Problem details » Below are the records; restate all of them exactly.

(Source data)
==*==
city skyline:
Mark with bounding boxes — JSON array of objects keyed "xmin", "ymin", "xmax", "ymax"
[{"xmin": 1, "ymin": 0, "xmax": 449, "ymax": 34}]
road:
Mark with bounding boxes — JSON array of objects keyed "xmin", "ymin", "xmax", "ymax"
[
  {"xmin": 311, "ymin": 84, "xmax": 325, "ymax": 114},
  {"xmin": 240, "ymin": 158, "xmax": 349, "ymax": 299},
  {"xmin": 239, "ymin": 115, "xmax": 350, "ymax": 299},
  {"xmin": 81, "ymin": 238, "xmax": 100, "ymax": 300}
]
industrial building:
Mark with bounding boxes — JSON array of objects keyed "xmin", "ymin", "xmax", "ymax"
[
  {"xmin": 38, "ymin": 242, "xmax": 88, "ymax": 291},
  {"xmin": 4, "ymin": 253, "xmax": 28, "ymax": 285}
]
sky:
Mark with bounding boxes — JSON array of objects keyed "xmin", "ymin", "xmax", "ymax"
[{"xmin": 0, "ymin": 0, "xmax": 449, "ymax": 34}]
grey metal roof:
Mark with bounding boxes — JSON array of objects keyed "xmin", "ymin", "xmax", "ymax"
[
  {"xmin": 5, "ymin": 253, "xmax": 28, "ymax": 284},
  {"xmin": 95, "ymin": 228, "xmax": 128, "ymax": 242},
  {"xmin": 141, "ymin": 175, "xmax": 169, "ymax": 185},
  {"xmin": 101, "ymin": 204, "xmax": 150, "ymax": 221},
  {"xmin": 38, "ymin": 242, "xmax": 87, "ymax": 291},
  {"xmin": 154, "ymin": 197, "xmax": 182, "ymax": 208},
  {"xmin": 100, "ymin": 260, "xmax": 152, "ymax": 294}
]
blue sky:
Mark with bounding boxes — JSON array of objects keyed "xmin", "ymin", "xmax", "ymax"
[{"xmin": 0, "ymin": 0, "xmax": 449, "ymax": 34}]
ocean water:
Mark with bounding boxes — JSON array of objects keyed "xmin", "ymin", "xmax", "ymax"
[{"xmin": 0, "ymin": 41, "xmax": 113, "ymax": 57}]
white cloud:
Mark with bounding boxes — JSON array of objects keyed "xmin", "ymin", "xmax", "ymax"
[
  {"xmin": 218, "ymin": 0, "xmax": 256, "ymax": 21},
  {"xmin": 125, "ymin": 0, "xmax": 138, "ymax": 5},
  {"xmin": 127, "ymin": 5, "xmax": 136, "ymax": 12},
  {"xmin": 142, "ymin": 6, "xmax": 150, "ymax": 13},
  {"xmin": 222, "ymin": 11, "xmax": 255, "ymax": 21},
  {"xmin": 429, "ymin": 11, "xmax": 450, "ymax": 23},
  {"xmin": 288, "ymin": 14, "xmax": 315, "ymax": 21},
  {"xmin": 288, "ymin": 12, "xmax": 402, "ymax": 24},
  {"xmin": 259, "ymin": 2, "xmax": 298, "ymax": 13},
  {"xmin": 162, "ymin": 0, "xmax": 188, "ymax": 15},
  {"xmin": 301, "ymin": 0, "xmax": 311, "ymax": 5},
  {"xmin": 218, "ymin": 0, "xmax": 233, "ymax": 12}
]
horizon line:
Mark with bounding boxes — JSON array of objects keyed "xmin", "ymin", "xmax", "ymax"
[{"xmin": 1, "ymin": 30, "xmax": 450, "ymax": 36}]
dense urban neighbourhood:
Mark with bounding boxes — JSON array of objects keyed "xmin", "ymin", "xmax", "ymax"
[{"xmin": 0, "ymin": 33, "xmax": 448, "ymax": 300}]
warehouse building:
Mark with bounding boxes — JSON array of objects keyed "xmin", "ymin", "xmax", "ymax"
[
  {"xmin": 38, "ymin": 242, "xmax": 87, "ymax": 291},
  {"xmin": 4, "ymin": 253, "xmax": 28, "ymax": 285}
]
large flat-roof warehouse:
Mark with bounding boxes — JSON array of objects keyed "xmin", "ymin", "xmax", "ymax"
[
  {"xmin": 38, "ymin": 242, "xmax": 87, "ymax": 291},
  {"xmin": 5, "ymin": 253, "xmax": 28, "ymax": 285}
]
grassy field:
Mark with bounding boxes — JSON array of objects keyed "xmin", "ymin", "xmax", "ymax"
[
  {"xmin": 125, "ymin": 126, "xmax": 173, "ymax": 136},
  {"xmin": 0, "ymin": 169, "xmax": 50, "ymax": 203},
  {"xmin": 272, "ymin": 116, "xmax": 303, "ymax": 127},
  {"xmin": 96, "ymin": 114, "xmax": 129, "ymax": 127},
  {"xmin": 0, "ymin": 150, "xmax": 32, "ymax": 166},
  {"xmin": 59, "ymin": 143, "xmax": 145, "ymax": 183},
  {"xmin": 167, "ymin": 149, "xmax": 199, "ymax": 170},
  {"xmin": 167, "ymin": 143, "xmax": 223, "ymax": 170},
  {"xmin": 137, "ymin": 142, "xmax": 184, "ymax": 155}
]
==*==
Solution »
city skyline:
Mark with bounding boxes — JSON array of objects keyed "xmin", "ymin", "xmax", "ymax"
[{"xmin": 1, "ymin": 0, "xmax": 449, "ymax": 34}]
road:
Mark with bounding boxes — JSON array of objects keyed "xmin", "ymin", "xmax", "ymax"
[
  {"xmin": 311, "ymin": 84, "xmax": 325, "ymax": 114},
  {"xmin": 240, "ymin": 158, "xmax": 349, "ymax": 299},
  {"xmin": 239, "ymin": 115, "xmax": 350, "ymax": 299},
  {"xmin": 81, "ymin": 238, "xmax": 100, "ymax": 300}
]
industrial building:
Mark with bounding boxes — JSON array of objects keyed "xmin", "ymin", "xmax", "ymax"
[
  {"xmin": 38, "ymin": 242, "xmax": 88, "ymax": 291},
  {"xmin": 4, "ymin": 253, "xmax": 28, "ymax": 285}
]
sky:
Mark with bounding boxes — JSON array of objects keyed "xmin", "ymin", "xmax", "ymax"
[{"xmin": 0, "ymin": 0, "xmax": 449, "ymax": 34}]
grey metal roof:
Mark with bounding boxes — JSON array of objects keyed "xmin", "ymin", "xmax", "ymax"
[
  {"xmin": 5, "ymin": 253, "xmax": 28, "ymax": 284},
  {"xmin": 95, "ymin": 228, "xmax": 128, "ymax": 242},
  {"xmin": 141, "ymin": 175, "xmax": 169, "ymax": 185},
  {"xmin": 101, "ymin": 204, "xmax": 150, "ymax": 221},
  {"xmin": 38, "ymin": 242, "xmax": 87, "ymax": 291},
  {"xmin": 154, "ymin": 197, "xmax": 182, "ymax": 208},
  {"xmin": 100, "ymin": 260, "xmax": 152, "ymax": 294}
]
blue sky:
Mark with bounding boxes — JSON array of objects keyed "xmin", "ymin", "xmax", "ymax"
[{"xmin": 0, "ymin": 0, "xmax": 449, "ymax": 34}]
ocean water:
Mark with bounding boxes — JSON array of objects keyed "xmin", "ymin", "xmax", "ymax"
[{"xmin": 0, "ymin": 41, "xmax": 113, "ymax": 57}]
white cloud:
Mark with bounding boxes — JSON array of objects keyed "xmin", "ymin", "xmax", "ymax"
[
  {"xmin": 218, "ymin": 0, "xmax": 256, "ymax": 21},
  {"xmin": 125, "ymin": 0, "xmax": 138, "ymax": 5},
  {"xmin": 127, "ymin": 5, "xmax": 136, "ymax": 12},
  {"xmin": 142, "ymin": 6, "xmax": 150, "ymax": 13},
  {"xmin": 222, "ymin": 11, "xmax": 255, "ymax": 21},
  {"xmin": 429, "ymin": 11, "xmax": 450, "ymax": 23},
  {"xmin": 288, "ymin": 14, "xmax": 315, "ymax": 21},
  {"xmin": 288, "ymin": 12, "xmax": 402, "ymax": 24},
  {"xmin": 259, "ymin": 2, "xmax": 298, "ymax": 13},
  {"xmin": 162, "ymin": 0, "xmax": 188, "ymax": 15},
  {"xmin": 301, "ymin": 0, "xmax": 311, "ymax": 5},
  {"xmin": 218, "ymin": 0, "xmax": 233, "ymax": 12}
]
horizon line:
Mark with bounding boxes — JSON array of objects keyed "xmin", "ymin", "xmax", "ymax"
[{"xmin": 1, "ymin": 30, "xmax": 450, "ymax": 36}]
dense urban neighbourhood:
Mark with bounding boxes — JSON array of objects keyed "xmin", "ymin", "xmax", "ymax"
[{"xmin": 0, "ymin": 33, "xmax": 448, "ymax": 300}]
warehouse building:
Mark with bounding boxes — JSON array of objects keyed "xmin", "ymin", "xmax", "ymax"
[
  {"xmin": 38, "ymin": 242, "xmax": 87, "ymax": 291},
  {"xmin": 4, "ymin": 253, "xmax": 28, "ymax": 285}
]
large flat-roof warehouse:
Mark with bounding boxes — JSON array of objects keyed "xmin", "ymin", "xmax", "ymax"
[
  {"xmin": 38, "ymin": 242, "xmax": 87, "ymax": 291},
  {"xmin": 5, "ymin": 253, "xmax": 28, "ymax": 285}
]
grassy field:
Mark with bounding boxes — JSON array of objects keyed "xmin", "ymin", "xmax", "ymax"
[
  {"xmin": 125, "ymin": 126, "xmax": 173, "ymax": 136},
  {"xmin": 0, "ymin": 169, "xmax": 50, "ymax": 203},
  {"xmin": 272, "ymin": 116, "xmax": 303, "ymax": 127},
  {"xmin": 96, "ymin": 114, "xmax": 129, "ymax": 127},
  {"xmin": 0, "ymin": 150, "xmax": 32, "ymax": 166},
  {"xmin": 59, "ymin": 143, "xmax": 145, "ymax": 183},
  {"xmin": 167, "ymin": 149, "xmax": 199, "ymax": 170},
  {"xmin": 167, "ymin": 143, "xmax": 223, "ymax": 170},
  {"xmin": 137, "ymin": 142, "xmax": 184, "ymax": 155}
]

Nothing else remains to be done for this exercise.